- **Work task**
Only the lines below starting at the one that contains "Query: palm tree trunk" and ending at the one that contains "55, row 24." are to be reproduced, exactly and with both ends kept.

- **Entries shown**
----------------------------------------

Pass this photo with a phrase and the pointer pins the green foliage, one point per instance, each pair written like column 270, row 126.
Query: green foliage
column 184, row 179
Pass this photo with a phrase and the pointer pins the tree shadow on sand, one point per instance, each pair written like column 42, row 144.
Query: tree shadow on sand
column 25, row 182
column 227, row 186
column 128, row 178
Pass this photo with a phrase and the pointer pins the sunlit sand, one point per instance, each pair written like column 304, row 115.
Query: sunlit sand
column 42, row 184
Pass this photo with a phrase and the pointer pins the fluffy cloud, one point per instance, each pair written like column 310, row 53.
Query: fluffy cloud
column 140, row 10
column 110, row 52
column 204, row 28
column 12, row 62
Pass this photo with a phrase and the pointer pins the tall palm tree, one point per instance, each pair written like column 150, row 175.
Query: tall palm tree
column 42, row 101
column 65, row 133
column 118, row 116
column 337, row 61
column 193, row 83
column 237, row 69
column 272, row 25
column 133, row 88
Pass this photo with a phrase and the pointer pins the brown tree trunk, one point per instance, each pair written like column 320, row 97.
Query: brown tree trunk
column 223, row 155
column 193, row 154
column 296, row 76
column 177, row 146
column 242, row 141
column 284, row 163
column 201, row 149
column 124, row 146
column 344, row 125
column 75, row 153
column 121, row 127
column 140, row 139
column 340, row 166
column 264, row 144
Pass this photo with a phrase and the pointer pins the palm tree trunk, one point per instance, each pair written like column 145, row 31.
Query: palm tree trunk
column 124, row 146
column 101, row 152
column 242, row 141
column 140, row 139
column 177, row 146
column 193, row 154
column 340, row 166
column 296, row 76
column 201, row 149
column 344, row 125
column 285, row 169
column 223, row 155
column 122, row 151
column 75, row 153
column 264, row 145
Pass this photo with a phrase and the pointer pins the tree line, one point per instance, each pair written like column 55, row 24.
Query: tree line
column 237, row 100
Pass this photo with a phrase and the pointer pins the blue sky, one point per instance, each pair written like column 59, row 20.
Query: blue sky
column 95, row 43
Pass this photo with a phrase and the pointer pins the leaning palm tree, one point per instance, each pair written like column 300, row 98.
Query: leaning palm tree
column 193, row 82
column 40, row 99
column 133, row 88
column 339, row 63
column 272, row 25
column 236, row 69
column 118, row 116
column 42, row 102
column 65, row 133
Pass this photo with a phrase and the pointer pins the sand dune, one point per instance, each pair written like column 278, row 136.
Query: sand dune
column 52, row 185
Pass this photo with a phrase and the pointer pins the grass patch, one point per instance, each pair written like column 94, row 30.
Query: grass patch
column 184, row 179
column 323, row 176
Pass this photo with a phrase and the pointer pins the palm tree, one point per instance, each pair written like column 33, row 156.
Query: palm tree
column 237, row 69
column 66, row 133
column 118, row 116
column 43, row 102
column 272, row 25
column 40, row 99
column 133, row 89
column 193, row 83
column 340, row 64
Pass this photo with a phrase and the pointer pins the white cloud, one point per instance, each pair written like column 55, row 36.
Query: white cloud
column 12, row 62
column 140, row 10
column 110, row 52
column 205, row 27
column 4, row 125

----------------------------------------

- **Answer for the task**
Query: palm tree trunk
column 124, row 146
column 101, row 152
column 242, row 141
column 140, row 139
column 177, row 146
column 193, row 154
column 340, row 166
column 296, row 76
column 201, row 149
column 344, row 125
column 285, row 169
column 223, row 155
column 122, row 151
column 75, row 153
column 264, row 145
Pass this photo with a phrase and the pointer pins the tree line, one point per instance, each pair written like column 55, row 24.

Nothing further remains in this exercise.